Yes.
Of all the things we could potentially do to lessen our risk for cognitive failure in later life, whether it's frank dementia—Alzheimer's being the primary cause—or whether it's a milder version, called mild cognitive impairment, the data are most compelling that physical exercise in mid and later life is the most important protective thing we can do. And that's something we have control over.
Whether, ultimately, it reduces the risk of our ever getting Alzheimer's disease is still an open question. But in order to maintain cognitive health, just like maintaining cardiovascular health, good nutritional practice and physical exercise is where the most compelling data reside right now.
I think the critical message there is that if you ask boomers what they are most afraid of when they get older, as much as we will accept physical frailty and the dependence that may come with physical frailty, what we most fear is giving up autonomy. When do we have to give up autonomy? We give up autonomy when we can no longer make decisions for ourselves, and that's because of cognitive frailty, not physical.

### Data provided:
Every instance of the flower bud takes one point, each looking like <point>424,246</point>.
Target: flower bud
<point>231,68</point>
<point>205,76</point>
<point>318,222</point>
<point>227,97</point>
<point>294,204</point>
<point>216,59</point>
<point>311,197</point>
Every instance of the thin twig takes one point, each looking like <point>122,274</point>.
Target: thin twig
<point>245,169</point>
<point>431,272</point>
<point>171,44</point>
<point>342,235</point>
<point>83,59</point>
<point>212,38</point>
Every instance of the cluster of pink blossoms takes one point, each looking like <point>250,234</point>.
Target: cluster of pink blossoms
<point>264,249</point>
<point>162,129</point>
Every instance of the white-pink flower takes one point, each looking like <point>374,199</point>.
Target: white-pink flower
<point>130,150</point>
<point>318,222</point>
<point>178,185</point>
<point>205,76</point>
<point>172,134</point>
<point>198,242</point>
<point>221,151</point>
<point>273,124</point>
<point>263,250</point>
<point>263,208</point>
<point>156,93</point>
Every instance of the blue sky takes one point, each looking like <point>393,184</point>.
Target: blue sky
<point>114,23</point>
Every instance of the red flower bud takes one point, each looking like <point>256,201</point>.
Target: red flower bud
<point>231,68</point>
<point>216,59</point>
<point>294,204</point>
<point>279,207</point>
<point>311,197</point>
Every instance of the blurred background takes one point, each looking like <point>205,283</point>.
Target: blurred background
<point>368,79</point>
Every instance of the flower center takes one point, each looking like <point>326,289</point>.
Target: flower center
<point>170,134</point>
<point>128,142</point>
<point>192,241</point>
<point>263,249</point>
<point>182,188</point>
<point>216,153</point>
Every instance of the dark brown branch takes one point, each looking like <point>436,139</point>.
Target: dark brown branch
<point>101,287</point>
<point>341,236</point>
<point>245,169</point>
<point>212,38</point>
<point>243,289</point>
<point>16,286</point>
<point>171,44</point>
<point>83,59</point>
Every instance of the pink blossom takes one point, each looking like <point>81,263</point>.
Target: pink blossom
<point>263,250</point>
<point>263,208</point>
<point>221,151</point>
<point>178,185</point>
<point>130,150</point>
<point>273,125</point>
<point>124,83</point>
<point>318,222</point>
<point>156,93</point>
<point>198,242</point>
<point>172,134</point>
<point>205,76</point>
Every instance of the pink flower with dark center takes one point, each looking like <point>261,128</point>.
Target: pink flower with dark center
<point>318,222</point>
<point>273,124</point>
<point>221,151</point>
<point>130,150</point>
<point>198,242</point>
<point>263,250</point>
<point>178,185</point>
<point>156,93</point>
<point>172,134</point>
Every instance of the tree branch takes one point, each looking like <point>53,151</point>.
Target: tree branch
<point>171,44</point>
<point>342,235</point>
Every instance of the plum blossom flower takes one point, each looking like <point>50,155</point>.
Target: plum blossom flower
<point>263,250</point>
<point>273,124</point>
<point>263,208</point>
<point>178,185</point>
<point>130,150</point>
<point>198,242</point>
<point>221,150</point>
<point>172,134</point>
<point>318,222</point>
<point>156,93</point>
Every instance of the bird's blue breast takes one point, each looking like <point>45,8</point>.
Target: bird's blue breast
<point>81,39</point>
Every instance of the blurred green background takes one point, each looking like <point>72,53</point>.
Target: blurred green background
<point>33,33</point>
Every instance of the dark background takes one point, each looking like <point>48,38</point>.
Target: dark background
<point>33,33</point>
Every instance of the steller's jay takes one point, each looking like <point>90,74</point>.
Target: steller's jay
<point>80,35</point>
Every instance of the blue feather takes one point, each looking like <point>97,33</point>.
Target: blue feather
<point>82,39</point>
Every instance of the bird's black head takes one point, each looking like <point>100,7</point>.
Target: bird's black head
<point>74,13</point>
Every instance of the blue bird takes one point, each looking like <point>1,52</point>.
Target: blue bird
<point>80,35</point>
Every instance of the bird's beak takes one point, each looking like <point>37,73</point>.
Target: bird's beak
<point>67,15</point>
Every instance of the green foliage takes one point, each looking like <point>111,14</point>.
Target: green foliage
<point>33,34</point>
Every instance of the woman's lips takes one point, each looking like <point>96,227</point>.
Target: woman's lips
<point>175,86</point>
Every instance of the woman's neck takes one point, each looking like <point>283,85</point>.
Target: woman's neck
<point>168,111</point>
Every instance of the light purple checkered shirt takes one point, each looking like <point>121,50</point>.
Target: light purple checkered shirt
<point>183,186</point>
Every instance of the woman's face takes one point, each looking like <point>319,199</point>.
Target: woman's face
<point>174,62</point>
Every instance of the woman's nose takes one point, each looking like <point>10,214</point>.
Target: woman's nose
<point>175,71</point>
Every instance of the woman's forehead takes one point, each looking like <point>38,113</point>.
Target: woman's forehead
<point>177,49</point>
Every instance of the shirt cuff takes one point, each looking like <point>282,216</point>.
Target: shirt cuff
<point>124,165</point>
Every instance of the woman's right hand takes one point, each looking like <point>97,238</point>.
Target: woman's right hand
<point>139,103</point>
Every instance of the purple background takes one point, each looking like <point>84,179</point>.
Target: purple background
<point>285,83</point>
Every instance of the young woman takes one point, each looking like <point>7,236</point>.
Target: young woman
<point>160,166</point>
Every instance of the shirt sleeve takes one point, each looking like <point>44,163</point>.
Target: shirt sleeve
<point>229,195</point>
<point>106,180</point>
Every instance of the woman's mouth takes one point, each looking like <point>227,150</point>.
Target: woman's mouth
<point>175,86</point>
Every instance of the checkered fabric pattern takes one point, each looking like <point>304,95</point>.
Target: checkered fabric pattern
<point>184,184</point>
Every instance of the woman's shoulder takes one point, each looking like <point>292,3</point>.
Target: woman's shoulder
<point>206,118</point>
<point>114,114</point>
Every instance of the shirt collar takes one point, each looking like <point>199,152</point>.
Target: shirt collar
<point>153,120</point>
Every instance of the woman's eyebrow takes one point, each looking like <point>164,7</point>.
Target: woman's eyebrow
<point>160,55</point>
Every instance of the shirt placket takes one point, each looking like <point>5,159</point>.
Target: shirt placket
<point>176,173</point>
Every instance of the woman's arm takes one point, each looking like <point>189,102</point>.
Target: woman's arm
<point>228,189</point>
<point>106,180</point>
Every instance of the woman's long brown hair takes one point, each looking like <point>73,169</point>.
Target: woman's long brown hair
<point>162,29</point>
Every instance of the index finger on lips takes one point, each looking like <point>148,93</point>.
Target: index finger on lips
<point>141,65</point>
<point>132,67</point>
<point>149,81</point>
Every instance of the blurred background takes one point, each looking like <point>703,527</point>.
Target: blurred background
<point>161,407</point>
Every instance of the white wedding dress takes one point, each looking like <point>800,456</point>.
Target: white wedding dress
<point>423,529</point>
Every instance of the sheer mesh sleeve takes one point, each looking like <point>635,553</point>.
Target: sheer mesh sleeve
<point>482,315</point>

### Task instructions:
Pick up the passage on physical exercise and cognitive health after its last sentence and continue it.

### Exercise response:
At Baycrest, as well as other places across Canada, there are research programs growing now, looking at how to maintain good brain fitness, good cognitive fitness. Let's not wait until somebody has dementia to first think about how to restore cognitive health. We don't wait until advanced congestive heart failure to think about how to improve or maintain the cardiovascular fitness of a population, so why would we do that with brain fitness, which is exactly what we've been doing for the last 30 years? But it's shifting, and a lot of the research we do now is focused on how middle-aged people can keep their brains as vital as the rest of their bodies.